Collect every line of the listing below that contains the string "navy", and reproduce each such line unchanged. Treat uppercase and lowercase letters as distinct when matching.

RECORDS SUPPLIED:
------------------------

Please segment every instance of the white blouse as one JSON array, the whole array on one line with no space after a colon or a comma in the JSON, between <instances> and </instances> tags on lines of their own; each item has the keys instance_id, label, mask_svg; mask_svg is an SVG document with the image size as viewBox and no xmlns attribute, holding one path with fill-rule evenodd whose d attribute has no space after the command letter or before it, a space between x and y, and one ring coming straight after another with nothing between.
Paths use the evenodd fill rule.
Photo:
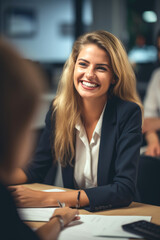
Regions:
<instances>
[{"instance_id":1,"label":"white blouse","mask_svg":"<svg viewBox=\"0 0 160 240\"><path fill-rule=\"evenodd\" d=\"M105 107L94 129L90 143L82 122L80 121L75 126L76 153L74 178L79 188L91 188L97 186L99 146Z\"/></svg>"}]
</instances>

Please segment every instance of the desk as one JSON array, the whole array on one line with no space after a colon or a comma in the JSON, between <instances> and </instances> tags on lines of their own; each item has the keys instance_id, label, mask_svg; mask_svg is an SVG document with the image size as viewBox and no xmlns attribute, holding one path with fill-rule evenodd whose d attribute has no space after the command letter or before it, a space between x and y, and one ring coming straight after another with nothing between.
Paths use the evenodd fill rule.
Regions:
<instances>
[{"instance_id":1,"label":"desk","mask_svg":"<svg viewBox=\"0 0 160 240\"><path fill-rule=\"evenodd\" d=\"M51 188L59 188L53 187L44 184L25 184L24 186L29 187L34 190L45 190ZM66 189L65 189L66 190ZM151 222L157 223L160 225L160 207L149 205L149 204L142 204L133 202L130 204L129 207L106 210L106 211L99 211L99 212L88 212L86 210L80 210L80 214L100 214L100 215L123 215L123 216L152 216ZM40 227L44 224L44 222L26 222L27 225L33 228Z\"/></svg>"}]
</instances>

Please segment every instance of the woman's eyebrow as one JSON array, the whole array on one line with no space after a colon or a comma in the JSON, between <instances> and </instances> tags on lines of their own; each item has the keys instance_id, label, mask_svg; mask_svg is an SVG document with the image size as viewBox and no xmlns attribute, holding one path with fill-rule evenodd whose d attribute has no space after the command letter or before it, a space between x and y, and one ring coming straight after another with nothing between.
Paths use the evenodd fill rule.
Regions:
<instances>
[{"instance_id":1,"label":"woman's eyebrow","mask_svg":"<svg viewBox=\"0 0 160 240\"><path fill-rule=\"evenodd\" d=\"M79 58L78 59L78 61L84 61L84 62L87 62L87 63L89 63L89 61L87 61L86 59L84 59L84 58Z\"/></svg>"}]
</instances>

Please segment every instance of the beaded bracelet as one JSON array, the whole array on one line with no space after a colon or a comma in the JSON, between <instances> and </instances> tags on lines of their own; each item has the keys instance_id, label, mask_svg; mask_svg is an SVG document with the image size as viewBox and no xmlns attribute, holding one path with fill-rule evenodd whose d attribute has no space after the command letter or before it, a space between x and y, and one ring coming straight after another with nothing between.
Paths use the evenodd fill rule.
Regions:
<instances>
[{"instance_id":1,"label":"beaded bracelet","mask_svg":"<svg viewBox=\"0 0 160 240\"><path fill-rule=\"evenodd\" d=\"M58 221L60 223L60 228L62 230L64 228L64 220L63 220L62 216L61 215L54 215L49 220L51 220L53 218L58 218Z\"/></svg>"},{"instance_id":2,"label":"beaded bracelet","mask_svg":"<svg viewBox=\"0 0 160 240\"><path fill-rule=\"evenodd\" d=\"M80 208L80 195L81 191L78 191L76 208Z\"/></svg>"}]
</instances>

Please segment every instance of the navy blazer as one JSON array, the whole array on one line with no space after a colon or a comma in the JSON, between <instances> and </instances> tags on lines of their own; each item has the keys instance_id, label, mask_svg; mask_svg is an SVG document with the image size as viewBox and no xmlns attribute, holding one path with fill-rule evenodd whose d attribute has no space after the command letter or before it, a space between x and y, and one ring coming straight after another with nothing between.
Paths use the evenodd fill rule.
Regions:
<instances>
[{"instance_id":1,"label":"navy blazer","mask_svg":"<svg viewBox=\"0 0 160 240\"><path fill-rule=\"evenodd\" d=\"M46 127L34 161L25 171L29 182L43 181L53 163L51 136L54 136L54 120L51 121L51 114L52 109L47 113ZM137 104L118 97L108 100L101 130L98 186L84 189L90 202L88 210L123 207L133 201L142 142L141 124L141 110ZM62 177L65 188L75 188L74 167L63 167Z\"/></svg>"}]
</instances>

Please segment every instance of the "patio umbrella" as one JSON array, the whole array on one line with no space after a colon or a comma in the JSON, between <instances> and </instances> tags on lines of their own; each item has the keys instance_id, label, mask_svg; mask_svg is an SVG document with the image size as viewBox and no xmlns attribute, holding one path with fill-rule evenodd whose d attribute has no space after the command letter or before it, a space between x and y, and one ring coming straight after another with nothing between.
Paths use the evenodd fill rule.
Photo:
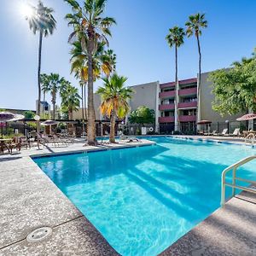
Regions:
<instances>
[{"instance_id":1,"label":"patio umbrella","mask_svg":"<svg viewBox=\"0 0 256 256\"><path fill-rule=\"evenodd\" d=\"M210 124L212 124L212 121L209 120L201 120L197 122L197 125L210 125Z\"/></svg>"},{"instance_id":2,"label":"patio umbrella","mask_svg":"<svg viewBox=\"0 0 256 256\"><path fill-rule=\"evenodd\" d=\"M236 119L237 121L250 121L256 119L256 113L247 113L243 116L241 116L239 119ZM248 131L250 131L250 128L253 129L253 121L248 123Z\"/></svg>"},{"instance_id":3,"label":"patio umbrella","mask_svg":"<svg viewBox=\"0 0 256 256\"><path fill-rule=\"evenodd\" d=\"M210 126L209 125L212 124L212 121L209 120L201 120L199 122L197 122L197 125L207 125L207 130L209 132L210 131Z\"/></svg>"},{"instance_id":4,"label":"patio umbrella","mask_svg":"<svg viewBox=\"0 0 256 256\"><path fill-rule=\"evenodd\" d=\"M0 112L0 122L13 122L23 119L25 118L22 114L13 113L10 112Z\"/></svg>"},{"instance_id":5,"label":"patio umbrella","mask_svg":"<svg viewBox=\"0 0 256 256\"><path fill-rule=\"evenodd\" d=\"M44 126L49 126L49 133L51 133L51 125L57 125L59 122L55 121L55 120L46 120L44 122L42 122L41 125Z\"/></svg>"},{"instance_id":6,"label":"patio umbrella","mask_svg":"<svg viewBox=\"0 0 256 256\"><path fill-rule=\"evenodd\" d=\"M3 136L3 129L6 126L4 123L18 121L23 119L24 118L25 116L22 114L13 113L10 112L0 112L0 127L2 129L2 137Z\"/></svg>"}]
</instances>

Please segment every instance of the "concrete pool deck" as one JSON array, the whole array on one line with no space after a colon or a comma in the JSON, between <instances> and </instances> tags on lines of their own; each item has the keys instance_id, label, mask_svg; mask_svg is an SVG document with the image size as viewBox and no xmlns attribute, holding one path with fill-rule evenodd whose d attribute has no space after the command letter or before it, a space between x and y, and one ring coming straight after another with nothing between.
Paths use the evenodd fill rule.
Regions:
<instances>
[{"instance_id":1,"label":"concrete pool deck","mask_svg":"<svg viewBox=\"0 0 256 256\"><path fill-rule=\"evenodd\" d=\"M0 155L0 255L119 255L100 232L32 161L30 155L108 150L153 143L36 148ZM256 254L256 197L243 193L167 248L162 255ZM29 242L37 228L50 236Z\"/></svg>"}]
</instances>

------------------------

REPLY:
Please segment every instance of the navy blazer as one JSON array, the whole array on one line with no space after a colon or a comma in the JSON, between <instances> and </instances> tags on lines of their own; each item has the keys instance_id, label, mask_svg; mask_svg is an SVG document with the image size as viewBox and no xmlns attribute, holding one path with fill-rule evenodd whose d attribute has no space after the command letter or before it, a space between x and y, and one ring coming straight after another with nothing between.
[{"instance_id":1,"label":"navy blazer","mask_svg":"<svg viewBox=\"0 0 160 240\"><path fill-rule=\"evenodd\" d=\"M46 127L34 161L25 171L29 182L43 181L53 163L51 136L54 136L54 120L51 121L51 114L52 109L47 113ZM137 104L118 97L108 100L101 130L98 186L84 189L90 202L88 210L123 207L133 201L142 142L141 124L141 110ZM62 177L65 188L75 188L74 167L63 167Z\"/></svg>"}]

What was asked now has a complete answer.